**SELECTED EXTRACT:**
▶

In another thread Peter Rowe wrote:

For the record, I personally don't trust snake chains to have much
strength. Their visual weight makes them look considerably
stronger than they are, especially the thin ones like you used. The
are made with little interlocking parts that CAN pull apart,
sometimes easier than one might beleve from the visual weight of the
chain. Foxtail also gives you some of the same look and slight
resistance to twisting, and can also be bent or kinked, but it's
soldered shut wire links, and much harder to break. 

A customer was looking for a chain for a heavy religious pendent
that he wears 24/7, while running, swimming, etc He’s broken the
snake chain it was on. So we looked at small tight curb chains, omega
chains, as well as snake chains. He likes the look of the snake, but
doesn’t want to risk losing his pendent.

What are all your thoughts on which chains are tough and strong but
still looks sorta like snake. I echo everyone else’s thoughts. Snake
is lovely to behold but it breaks an inordinate amount, is tough to
solder on findings without weakening, and generally is a pita.

Carla


#2

Evaluation of strength and quality of chains
G. Raykhtsum and D.P. Agrawal

In recent years, we have witnessed a growing concern of manufacturers
and retailers regarding the quality of the jewelry products. Closer
attention is being paid to such issues as general aesthetic
appearance, surface finish, color consistency, strength and overall
durability of jewelry. Responding to the increasing quality
requirements, we have made an attempt to develop some specific
methods for testing the finished jewelry products including various
chains, bangle bracelets, castings and components. This work was
presented at the Santa Fe Symposium in 1995…

Read full article


#3
What are all your thoughts on which chains are tough and strong
but still looks sorta like snake 

Only a snake looks like a snake. We push wheat chains to those who
want a nice looking, strong, durable chain. Some want another look,
but wheat is a great chain…

http://www.donivanandmaggiora.com


#4

Just a thought from a newbie: how about a non-silver chain, like
stainless? Welded, not soldered.


#5

I’ve also dealt with this issue. For my money, foxtail chain
(available round or flat or oval, etc.) is a good sturdy chain,
though it will kink if bent right back on itself. Your customer may
like a round woven chain (very masculine), but these are often heavy
and a bit stiff for daily wear.

My absolute favorite, although the texture is nothing like a snake
chain, is “wheat” or “spiga” chain. It’s attractive, suitable for
men or women, its fluidity makes it very comfortable to wear, and
I’ve yet to see one kink. I get mine from Santa Fe jewelry supply
(usual disclaimers).

My $0.02.

Jessee Smith
Cincinnati, OH
www.silverspotstudio.com


#6

I’ll add my 2c to Jessee’s. I agree completely that the wheat style
chains are wonderful!! I have used or recommended them for many
years to my customers. Additionally, I have worn one (the same one)

◀

**PROVIDED DATA:**

▶

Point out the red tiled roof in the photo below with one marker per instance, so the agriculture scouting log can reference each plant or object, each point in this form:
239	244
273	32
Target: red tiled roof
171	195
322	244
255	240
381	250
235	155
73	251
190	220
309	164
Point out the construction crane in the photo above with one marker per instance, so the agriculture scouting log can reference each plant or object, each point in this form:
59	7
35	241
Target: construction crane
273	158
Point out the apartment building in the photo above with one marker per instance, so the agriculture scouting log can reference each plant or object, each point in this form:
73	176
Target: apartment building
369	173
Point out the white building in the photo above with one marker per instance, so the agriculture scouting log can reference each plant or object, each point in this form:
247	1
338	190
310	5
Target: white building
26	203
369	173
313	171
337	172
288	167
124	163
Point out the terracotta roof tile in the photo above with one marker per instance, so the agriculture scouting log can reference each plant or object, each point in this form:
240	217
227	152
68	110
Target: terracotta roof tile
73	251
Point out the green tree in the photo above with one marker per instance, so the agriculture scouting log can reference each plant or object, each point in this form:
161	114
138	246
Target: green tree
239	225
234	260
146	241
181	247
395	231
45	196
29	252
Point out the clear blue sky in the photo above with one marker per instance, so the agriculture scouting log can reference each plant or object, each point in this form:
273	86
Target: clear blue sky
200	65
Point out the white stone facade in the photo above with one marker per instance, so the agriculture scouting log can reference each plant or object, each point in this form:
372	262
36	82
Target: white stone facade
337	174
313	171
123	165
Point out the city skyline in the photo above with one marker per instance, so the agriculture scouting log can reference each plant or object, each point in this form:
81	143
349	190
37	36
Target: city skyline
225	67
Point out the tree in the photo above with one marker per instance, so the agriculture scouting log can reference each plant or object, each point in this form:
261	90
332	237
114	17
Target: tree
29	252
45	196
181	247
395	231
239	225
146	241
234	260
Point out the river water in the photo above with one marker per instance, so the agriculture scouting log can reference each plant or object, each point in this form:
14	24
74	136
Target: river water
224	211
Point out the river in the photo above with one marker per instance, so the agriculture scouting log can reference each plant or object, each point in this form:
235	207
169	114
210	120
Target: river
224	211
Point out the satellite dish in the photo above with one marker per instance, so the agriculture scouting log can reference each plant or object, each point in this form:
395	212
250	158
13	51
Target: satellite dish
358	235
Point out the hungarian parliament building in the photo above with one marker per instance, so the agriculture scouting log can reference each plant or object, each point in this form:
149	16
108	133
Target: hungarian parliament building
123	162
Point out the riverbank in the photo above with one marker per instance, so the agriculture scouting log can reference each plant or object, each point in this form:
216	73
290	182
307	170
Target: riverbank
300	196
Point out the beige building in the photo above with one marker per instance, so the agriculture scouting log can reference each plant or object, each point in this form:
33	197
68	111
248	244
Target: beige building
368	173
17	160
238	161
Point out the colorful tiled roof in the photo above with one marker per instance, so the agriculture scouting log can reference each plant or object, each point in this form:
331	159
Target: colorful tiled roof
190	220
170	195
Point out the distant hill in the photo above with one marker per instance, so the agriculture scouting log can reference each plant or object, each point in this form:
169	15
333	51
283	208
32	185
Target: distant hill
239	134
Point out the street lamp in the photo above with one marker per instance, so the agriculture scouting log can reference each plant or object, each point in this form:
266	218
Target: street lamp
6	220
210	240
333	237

◀

**DIRECTIONS FOR THIS TASK:** Name every person the chain discussion mentions by name. The lines are separate material and have nothing to do with the chain discussion.

**EXERCISE OUTPUT:** Peter Rowe, Carla, G. Raykhtsum, D.P. Agrawal, Jessee Smith